(Stored items from a collection)

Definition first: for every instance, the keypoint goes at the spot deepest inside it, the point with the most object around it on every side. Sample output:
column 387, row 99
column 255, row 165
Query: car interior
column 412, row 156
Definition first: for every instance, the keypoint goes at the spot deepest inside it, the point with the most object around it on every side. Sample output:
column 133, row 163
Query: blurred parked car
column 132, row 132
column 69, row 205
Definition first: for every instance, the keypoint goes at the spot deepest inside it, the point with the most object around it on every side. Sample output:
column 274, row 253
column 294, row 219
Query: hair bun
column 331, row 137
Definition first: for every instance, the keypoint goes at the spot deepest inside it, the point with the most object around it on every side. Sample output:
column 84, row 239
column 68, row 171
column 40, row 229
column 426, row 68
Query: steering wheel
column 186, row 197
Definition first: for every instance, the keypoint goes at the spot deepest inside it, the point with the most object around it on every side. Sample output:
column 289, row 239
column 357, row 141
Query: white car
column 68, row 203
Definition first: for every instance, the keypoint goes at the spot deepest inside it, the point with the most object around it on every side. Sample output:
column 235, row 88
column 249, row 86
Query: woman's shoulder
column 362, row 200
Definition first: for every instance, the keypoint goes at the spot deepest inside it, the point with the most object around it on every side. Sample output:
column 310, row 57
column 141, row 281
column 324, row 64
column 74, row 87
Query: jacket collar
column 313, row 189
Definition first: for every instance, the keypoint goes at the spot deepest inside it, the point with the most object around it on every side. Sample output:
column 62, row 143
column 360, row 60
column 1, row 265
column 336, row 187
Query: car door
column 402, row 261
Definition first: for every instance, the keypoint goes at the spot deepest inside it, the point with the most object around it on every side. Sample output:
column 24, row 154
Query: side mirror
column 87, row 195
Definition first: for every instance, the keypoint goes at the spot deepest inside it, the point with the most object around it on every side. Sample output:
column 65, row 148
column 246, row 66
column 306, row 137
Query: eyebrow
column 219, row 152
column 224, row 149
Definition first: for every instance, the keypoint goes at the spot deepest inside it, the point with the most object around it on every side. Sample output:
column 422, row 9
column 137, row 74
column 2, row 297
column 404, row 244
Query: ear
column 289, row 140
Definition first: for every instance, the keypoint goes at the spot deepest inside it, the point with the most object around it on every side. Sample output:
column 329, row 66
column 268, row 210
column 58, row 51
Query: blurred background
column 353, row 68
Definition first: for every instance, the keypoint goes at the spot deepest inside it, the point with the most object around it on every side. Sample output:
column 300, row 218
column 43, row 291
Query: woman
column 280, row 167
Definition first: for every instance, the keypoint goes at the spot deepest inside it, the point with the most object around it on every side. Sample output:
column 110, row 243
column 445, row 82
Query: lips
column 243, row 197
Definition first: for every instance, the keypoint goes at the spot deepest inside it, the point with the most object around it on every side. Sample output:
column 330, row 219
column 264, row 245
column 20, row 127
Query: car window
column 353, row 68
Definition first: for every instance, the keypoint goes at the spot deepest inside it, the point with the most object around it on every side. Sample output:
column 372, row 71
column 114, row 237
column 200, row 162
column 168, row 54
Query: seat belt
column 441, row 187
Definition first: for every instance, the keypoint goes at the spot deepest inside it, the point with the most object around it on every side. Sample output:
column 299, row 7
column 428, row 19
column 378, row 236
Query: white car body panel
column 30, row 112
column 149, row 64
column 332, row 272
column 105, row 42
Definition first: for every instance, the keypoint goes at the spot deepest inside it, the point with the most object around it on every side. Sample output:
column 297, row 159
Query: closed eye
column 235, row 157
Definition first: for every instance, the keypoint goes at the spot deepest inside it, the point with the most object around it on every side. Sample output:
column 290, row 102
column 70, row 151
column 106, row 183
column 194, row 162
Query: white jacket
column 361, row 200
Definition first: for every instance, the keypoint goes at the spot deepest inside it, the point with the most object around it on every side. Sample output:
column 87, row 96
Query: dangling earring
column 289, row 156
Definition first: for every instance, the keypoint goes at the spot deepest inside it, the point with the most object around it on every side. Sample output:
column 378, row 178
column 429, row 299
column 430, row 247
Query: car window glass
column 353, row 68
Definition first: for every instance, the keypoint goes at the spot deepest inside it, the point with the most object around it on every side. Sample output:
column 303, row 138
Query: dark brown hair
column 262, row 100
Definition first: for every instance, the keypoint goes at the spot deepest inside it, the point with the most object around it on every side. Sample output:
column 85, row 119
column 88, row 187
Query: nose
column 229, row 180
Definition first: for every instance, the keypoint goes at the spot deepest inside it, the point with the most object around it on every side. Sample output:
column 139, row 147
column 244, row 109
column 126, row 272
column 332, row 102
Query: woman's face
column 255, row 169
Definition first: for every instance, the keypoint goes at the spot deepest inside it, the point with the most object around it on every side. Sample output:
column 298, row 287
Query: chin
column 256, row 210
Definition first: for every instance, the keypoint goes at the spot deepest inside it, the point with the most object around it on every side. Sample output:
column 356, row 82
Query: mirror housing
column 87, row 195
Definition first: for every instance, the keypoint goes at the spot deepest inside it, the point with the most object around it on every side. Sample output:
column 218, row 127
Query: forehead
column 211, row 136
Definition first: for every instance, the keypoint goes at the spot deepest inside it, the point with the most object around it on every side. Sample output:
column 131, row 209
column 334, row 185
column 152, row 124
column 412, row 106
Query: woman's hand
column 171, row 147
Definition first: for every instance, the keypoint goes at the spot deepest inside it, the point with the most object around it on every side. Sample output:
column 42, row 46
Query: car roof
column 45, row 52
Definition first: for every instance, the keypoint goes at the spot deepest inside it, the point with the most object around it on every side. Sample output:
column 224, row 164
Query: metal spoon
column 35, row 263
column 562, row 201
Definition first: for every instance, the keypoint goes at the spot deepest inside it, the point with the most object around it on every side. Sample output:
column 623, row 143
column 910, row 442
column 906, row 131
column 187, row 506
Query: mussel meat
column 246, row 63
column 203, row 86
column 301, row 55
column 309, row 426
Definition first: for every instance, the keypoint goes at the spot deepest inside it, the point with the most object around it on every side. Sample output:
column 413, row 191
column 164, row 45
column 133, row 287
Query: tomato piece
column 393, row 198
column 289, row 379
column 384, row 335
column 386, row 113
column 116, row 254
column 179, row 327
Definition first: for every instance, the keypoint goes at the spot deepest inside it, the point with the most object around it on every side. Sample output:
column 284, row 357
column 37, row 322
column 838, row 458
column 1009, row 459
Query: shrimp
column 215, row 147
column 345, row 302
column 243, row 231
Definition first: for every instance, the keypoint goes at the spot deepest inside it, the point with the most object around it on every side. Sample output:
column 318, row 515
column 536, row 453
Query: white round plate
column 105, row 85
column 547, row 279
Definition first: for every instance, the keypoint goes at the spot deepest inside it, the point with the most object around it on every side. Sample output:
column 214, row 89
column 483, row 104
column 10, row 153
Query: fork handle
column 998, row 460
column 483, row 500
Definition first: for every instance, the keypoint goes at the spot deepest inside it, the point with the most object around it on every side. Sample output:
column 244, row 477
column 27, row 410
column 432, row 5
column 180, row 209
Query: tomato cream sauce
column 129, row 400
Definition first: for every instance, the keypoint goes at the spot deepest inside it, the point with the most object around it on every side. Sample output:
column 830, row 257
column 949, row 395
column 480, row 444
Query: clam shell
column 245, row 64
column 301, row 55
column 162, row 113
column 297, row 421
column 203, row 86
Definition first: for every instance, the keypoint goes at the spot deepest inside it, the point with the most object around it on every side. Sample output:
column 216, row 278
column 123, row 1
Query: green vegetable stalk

The request - Copy out every one of the lines above word for word, keeping their order.

Task response -
Definition first: for every instance, the keypoint goes at the spot deepest inside it, the point with the most object around it on every side. Sample output:
column 387, row 99
column 255, row 165
Query: car interior
column 412, row 156
Definition first: for every instance, the keypoint goes at the spot deepest inside it, the point with the most object around it on every side. Sample output:
column 133, row 163
Query: blurred parked car
column 132, row 132
column 69, row 205
Definition first: for every instance, the keypoint goes at the spot deepest inside it, the point with the most object around it on every side. Sample output:
column 274, row 253
column 294, row 219
Query: hair bun
column 331, row 137
Definition first: for every instance, the keypoint goes at the spot deepest inside it, the point with the most object around it on every side. Sample output:
column 84, row 239
column 68, row 171
column 40, row 229
column 426, row 68
Query: steering wheel
column 186, row 197
Definition first: for every instance, the keypoint goes at the spot deepest inside it, the point with the most object around it on every side. Sample output:
column 289, row 239
column 357, row 141
Query: white car
column 68, row 203
Definition first: for every instance, the keypoint goes at the spot deepest inside it, the point with the most object around it on every side. Sample output:
column 235, row 88
column 249, row 86
Query: woman's shoulder
column 362, row 200
Definition first: for every instance, the keypoint goes at the spot deepest inside it, the point with the most object around it on every side. Sample output:
column 310, row 57
column 141, row 281
column 324, row 64
column 74, row 87
Query: jacket collar
column 313, row 189
Definition first: for every instance, the keypoint goes at the spot deepest inside it, the point with the most object around it on every side. Sample output:
column 62, row 143
column 360, row 60
column 1, row 265
column 336, row 187
Query: car door
column 402, row 261
Definition first: for every instance, the keypoint goes at the spot deepest inside it, the point with the most object around it on every side. Sample output:
column 24, row 154
Query: side mirror
column 87, row 195
Definition first: for every instance, the keypoint goes at the spot deepest inside it, the point with the most object around it on every side. Sample output:
column 65, row 148
column 246, row 66
column 306, row 137
Query: eyebrow
column 219, row 152
column 224, row 149
Definition first: for every instance, the keypoint goes at the spot deepest inside it, the point with the most object around it on every side. Sample output:
column 422, row 9
column 137, row 74
column 2, row 297
column 404, row 244
Query: ear
column 289, row 140
Definition first: for every instance, the keypoint goes at the spot deepest inside it, the point with the most object around it on every side. Sample output:
column 329, row 66
column 268, row 210
column 58, row 51
Query: blurred background
column 353, row 68
Definition first: for every instance, the keypoint goes at the spot deepest inside it, the point with the most object around it on every side. Sample output:
column 300, row 218
column 43, row 291
Query: woman
column 280, row 167
Definition first: for every instance, the keypoint goes at the spot deepest inside it, the point with the most object around it on every side. Sample output:
column 110, row 243
column 445, row 82
Query: lips
column 243, row 197
Definition first: for every instance, the keypoint goes at the spot deepest inside it, the point with the most object around it on every side. Sample output:
column 330, row 219
column 264, row 245
column 20, row 127
Query: car window
column 353, row 68
Definition first: for every instance, the keypoint goes at the spot deepest inside it, the point with the most object around it on every side. Sample output:
column 372, row 71
column 114, row 237
column 200, row 162
column 168, row 54
Query: seat belt
column 441, row 187
Definition first: for every instance, the keypoint goes at the spot deepest inside it, the point with the most object around it on every side. Sample output:
column 299, row 7
column 428, row 19
column 378, row 236
Query: white car body panel
column 30, row 112
column 149, row 64
column 332, row 272
column 105, row 42
Definition first: for every instance, the keypoint goes at the spot deepest inside it, the point with the most object around it on every side. Sample output:
column 297, row 159
Query: closed eye
column 235, row 157
Definition first: for every instance, the keypoint goes at the spot deepest inside it, the point with the most object around it on every side. Sample output:
column 290, row 102
column 70, row 151
column 106, row 183
column 194, row 162
Query: white jacket
column 361, row 200
Definition first: for every instance, the keypoint goes at the spot deepest inside it, the point with the most object around it on every side. Sample output:
column 87, row 96
Query: dangling earring
column 289, row 156
Definition first: for every instance, the keypoint goes at the spot deepest inside it, the point with the most object around it on every side. Sample output:
column 378, row 178
column 429, row 299
column 430, row 247
Query: car window glass
column 353, row 68
Definition first: for every instance, the keypoint goes at the spot deepest inside it, the point with the most object around it on every side. Sample output:
column 303, row 138
Query: dark brown hair
column 262, row 100
Definition first: for every instance, the keypoint goes at the spot deepest inside it, the point with the most object around it on every side. Sample output:
column 85, row 119
column 88, row 187
Query: nose
column 229, row 180
Definition first: for every instance, the keypoint goes at the spot deepest inside it, the point with the most object around it on every side. Sample output:
column 139, row 147
column 244, row 109
column 126, row 272
column 332, row 102
Query: woman's face
column 255, row 169
Definition first: for every instance, the keypoint goes at the spot deepest inside it, the point with the most object around it on every side. Sample output:
column 298, row 287
Query: chin
column 256, row 210
Definition first: for every instance, the keypoint goes at the spot deepest inside it, the point with the most object around it on every side. Sample output:
column 356, row 82
Query: mirror housing
column 87, row 195
Definition first: for every instance, the keypoint goes at the spot deepest inside it, the point with the most object around it on every side. Sample output:
column 218, row 127
Query: forehead
column 211, row 136
Definition first: for every instance, the keypoint goes at the spot deepest inside it, the point with the most object around it on every side. Sample output:
column 131, row 209
column 334, row 185
column 152, row 124
column 412, row 106
Query: woman's hand
column 171, row 147
Definition first: for every instance, the keypoint goes at the spot deepest inside it, the point with the most object around it on every side. Sample output:
column 42, row 46
Query: car roof
column 45, row 52
Definition first: for every instance, the keypoint goes at the spot deepest inside it, the point with the most object around it on every side. Sample output:
column 224, row 164
Query: metal spoon
column 35, row 263
column 562, row 201
Definition first: for every instance, the keypoint goes at the spot deepest inside it, the point with the most object around it on every side. Sample output:
column 623, row 143
column 910, row 442
column 906, row 131
column 187, row 506
Query: mussel meat
column 246, row 63
column 203, row 86
column 301, row 55
column 309, row 426
Definition first: for every instance, the keypoint goes at the spot deepest inside it, the point with the most object around it on every side. Sample output:
column 413, row 191
column 164, row 45
column 133, row 287
Query: tomato piece
column 393, row 198
column 289, row 379
column 384, row 335
column 386, row 113
column 116, row 254
column 179, row 327
Definition first: for every instance, the keypoint goes at the spot deepest inside it, the point with the most object around it on every side. Sample output:
column 284, row 357
column 37, row 322
column 838, row 458
column 1009, row 459
Query: shrimp
column 215, row 147
column 345, row 302
column 243, row 231
Definition first: for every instance, the keypoint goes at the spot deepest inside it, the point with the most object around it on every side. Sample output:
column 318, row 515
column 536, row 453
Query: white round plate
column 105, row 85
column 547, row 279
Definition first: for every instance, the keypoint goes at the spot deepest inside it, the point with the most object around it on every side. Sample output:
column 214, row 89
column 483, row 104
column 10, row 153
Query: fork handle
column 998, row 460
column 483, row 500
Definition first: for every instance, the keypoint goes at the spot deepest inside it, the point with the most object around it on every side. Sample output:
column 244, row 477
column 27, row 410
column 432, row 5
column 180, row 209
Query: tomato cream sauce
column 129, row 400
Definition first: for every instance, the keypoint goes at the spot deepest inside it, the point with the most object around it on every side. Sample output:
column 830, row 257
column 949, row 395
column 480, row 444
Query: clam shell
column 245, row 64
column 301, row 55
column 162, row 113
column 297, row 421
column 203, row 86
Definition first: for every instance, the keypoint goes at the spot deepest inside it, the point with the most object around it on every side. Sample output:
column 216, row 278
column 123, row 1
Query: green vegetable stalk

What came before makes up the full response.